§ EXERCISE DIRECTIONS: Copy every one of the records below word for word, without the pictures.

§ RECORDS SUPPLIED:
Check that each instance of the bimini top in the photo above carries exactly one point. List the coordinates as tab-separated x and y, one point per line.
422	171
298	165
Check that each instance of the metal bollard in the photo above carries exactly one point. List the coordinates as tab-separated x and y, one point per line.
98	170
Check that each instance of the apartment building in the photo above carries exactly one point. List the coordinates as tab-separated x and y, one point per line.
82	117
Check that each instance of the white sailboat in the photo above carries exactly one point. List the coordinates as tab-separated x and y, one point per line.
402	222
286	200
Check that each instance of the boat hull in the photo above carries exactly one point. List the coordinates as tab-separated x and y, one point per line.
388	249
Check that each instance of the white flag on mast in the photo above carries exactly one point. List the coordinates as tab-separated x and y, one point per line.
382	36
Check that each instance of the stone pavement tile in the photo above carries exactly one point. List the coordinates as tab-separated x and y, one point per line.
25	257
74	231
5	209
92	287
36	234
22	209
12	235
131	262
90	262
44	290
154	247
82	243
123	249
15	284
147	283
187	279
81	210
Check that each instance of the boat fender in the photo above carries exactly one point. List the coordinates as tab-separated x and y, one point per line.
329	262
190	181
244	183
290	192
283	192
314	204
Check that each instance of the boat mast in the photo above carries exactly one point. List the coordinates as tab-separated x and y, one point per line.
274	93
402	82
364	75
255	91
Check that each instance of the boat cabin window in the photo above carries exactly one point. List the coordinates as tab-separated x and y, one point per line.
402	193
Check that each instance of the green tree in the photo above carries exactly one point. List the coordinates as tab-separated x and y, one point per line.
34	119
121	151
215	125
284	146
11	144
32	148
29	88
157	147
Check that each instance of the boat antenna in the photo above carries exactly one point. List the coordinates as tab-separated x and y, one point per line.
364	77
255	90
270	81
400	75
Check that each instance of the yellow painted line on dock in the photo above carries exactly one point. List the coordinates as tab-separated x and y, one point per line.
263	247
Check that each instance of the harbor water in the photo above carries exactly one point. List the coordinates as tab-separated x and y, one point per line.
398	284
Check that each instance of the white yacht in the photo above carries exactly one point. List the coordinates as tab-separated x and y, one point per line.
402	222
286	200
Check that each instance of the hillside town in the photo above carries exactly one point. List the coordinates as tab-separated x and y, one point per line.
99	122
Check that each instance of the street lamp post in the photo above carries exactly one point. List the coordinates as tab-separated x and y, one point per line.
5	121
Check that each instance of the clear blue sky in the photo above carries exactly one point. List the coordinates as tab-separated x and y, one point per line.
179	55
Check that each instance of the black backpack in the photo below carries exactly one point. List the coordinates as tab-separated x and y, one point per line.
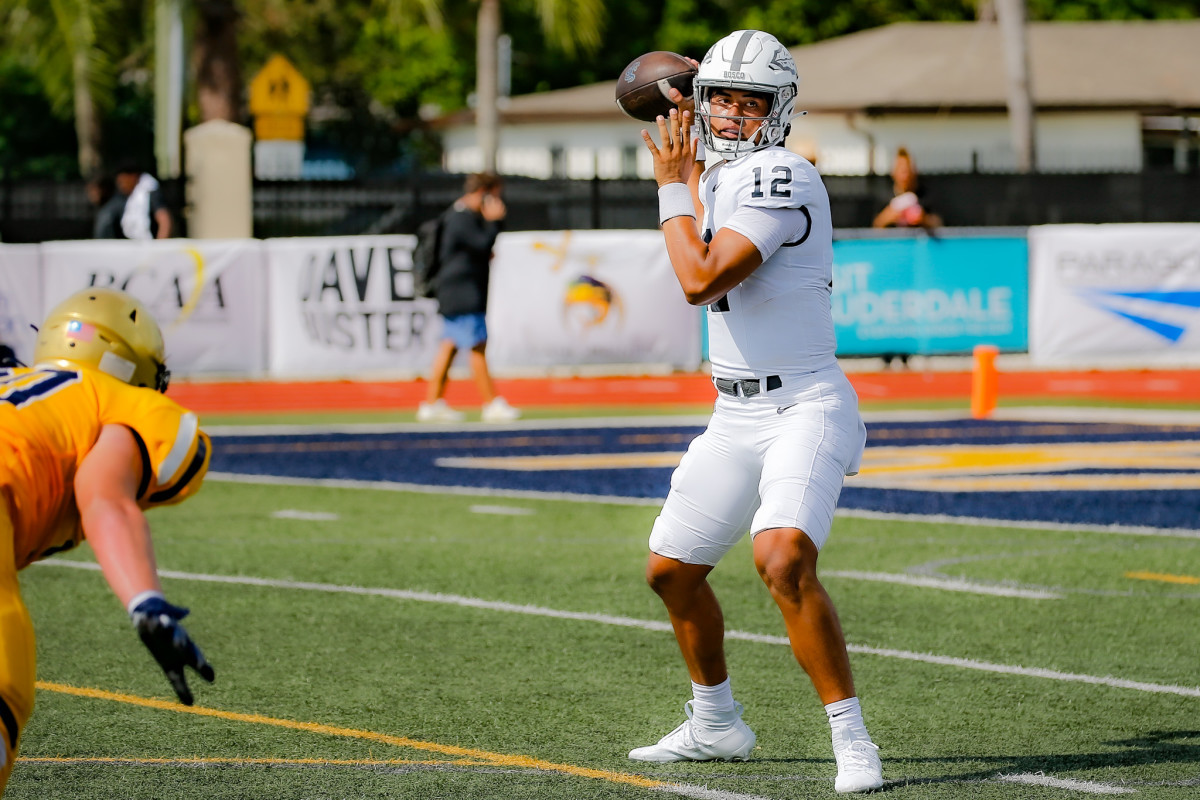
427	256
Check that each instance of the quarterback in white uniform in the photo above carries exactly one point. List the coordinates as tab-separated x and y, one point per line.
786	428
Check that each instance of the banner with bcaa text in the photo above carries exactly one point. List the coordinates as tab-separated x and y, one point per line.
1115	293
343	306
588	298
208	295
21	298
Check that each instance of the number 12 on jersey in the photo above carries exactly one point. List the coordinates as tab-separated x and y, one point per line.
779	186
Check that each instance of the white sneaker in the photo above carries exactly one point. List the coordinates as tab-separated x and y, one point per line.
690	743
499	410
858	764
437	411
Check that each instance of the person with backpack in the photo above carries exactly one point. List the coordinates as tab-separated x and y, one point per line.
468	233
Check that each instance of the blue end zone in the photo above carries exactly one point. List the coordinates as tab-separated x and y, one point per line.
413	457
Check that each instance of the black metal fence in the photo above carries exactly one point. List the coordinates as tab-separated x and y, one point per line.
42	210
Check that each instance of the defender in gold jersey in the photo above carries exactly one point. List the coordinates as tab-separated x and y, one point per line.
88	443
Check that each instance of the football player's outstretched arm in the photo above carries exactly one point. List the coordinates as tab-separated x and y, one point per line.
113	522
706	271
115	527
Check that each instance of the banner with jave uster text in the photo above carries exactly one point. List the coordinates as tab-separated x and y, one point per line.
343	306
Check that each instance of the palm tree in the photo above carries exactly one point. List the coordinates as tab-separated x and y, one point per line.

§ RESPONSE TO THE EXERCISE:
Check that each instance of the bimini top in the photo above carries exactly one point. List the coordinates as tab-separated x and y, one point per line.
422	171
298	165
Check that each instance of the metal bollard in the photo above carries exactly one point. List the coordinates as tab-separated x and y, one point per line.
98	170
Check that each instance of the apartment building in the photo above carries exactly one point. List the coordinates as tab-separated x and y, one point per line.
82	117
Check that each instance of the white sailboat in the photo above carries exactly one point. List the coordinates as tab-separated x and y, one point per line.
402	222
286	200
Check that each instance of the boat hull in the photo above carries exactly one point. List the coordinates as tab-separated x and y, one point per line.
388	249
Check that each instance of the white flag on mast in the photo above carries exactly one point. List the coordinates as tab-separated x and y, one point per line.
382	36
Check that each instance of the stone pavement tile in the photo above carries exactly one point. List the coordinates as tab-separated x and y, one point per line.
25	257
74	231
5	209
92	287
36	234
22	209
12	235
131	262
90	262
44	290
154	247
82	243
123	249
15	284
147	283
187	279
81	210
Check that each instance of the boat fender in the photo above carries exactly one point. List the coordinates as tab-separated x and y, one point per line.
329	262
190	181
244	183
290	192
283	192
314	204
Check that each instance of the boat mast in the photo above carries exactly one point. List the coordinates as tab-separated x and y, one point per line.
274	93
402	82
364	75
255	91
Check that each instance of the boat cabin window in the photo above carries exactly one point. List the coordinates as tab-separated x and y, one point per line.
402	193
Check that each instance of the green tree in the photo above carries exactly one point. List the coordinates as tab-separated x and y, one point per line.
34	119
121	151
215	125
284	146
11	144
32	148
29	88
157	147
Check that each instance of the boat antenna in the photo above carries exactly one point. List the coordinates as tab-separated x and y, one point per line.
364	77
255	90
270	81
400	75
Check that each instance of the yellow painted line on dock in the photo above carries exactly one point. List the coordinates as tab-separated x and y, one point per line.
263	247
Check that each instance of the harbor water in the photo above carries exactly one point. List the coordinates as tab-separated x and y, one point per line.
398	284
Check that each instance of the white yacht in the photo above carries exactly one point. List the coordinates as tab-separated x and y, one point per line.
402	222
286	200
Check that each instance of the hillside town in the photo above carries exactly one point. List the coordinates as tab-separated x and y, one point per line.
99	122
Check that each instance of the street lamp post in the photo above carries exactly one point. List the coordinates as tab-separated x and y, one point per line.
5	121
Check that each instance of the clear blue sky in the photo above carries exactly one point. List the coordinates as tab-separated x and y, one point per line.
179	55
Check that each instance of the black backpack in the photo below carries exactly one point. List the coordinates as tab-separated x and y, one point per line.
427	256
Check that each instance of the quarterback in white uniform in the photo above carries exactly one point. List the coordinates as tab-separated x and y, one point per line.
786	428
Check that each instance of the banner with bcaa text in the photo above carries exactly one point. List the coordinates as tab-separated x and y, one point per line.
1115	293
343	306
588	298
208	295
21	298
Check that each instance of the number 12 on jersey in the photo above carries exactly one point. List the coordinates as tab-separated x and y, one point per line.
779	186
Check that each instance of the white sneaker in the photo above carries exactly one point. List the coordinates as tab-separated x and y, one point per line.
690	743
499	410
858	764
437	411
Check that each instance of the person with backpack in the photo above carries exactly one point. List the coordinates as tab-separated x and y, one point per line.
468	233
Check that each instance of the blue end zone in the photo above carries exactly one point. List the coordinates as tab-separated x and y, one point per line.
413	457
Check that each instance of the black metal fence in the photo above carries exactly one point. List the coordinates as tab-separated x and y, one point per line.
42	210
Check that each instance of the defender in gold jersey in the photo above carries exactly one point. List the coordinates as tab-separated x and y, one point per line.
88	443
Check that each instance of the football player's outstretched arm in the photo above carries exactly one point. List the coordinates as tab-separated x and y, one point per line.
113	522
706	271
115	527
Check that each instance of the banner with jave uster text in the photo above carries exactly one point. List the coordinates as tab-separated x and y, one point per line.
343	306
Check that each instance of the palm tree in the photo above carries exactly one point. List the coordinates as tab-separated x and y, one point per line.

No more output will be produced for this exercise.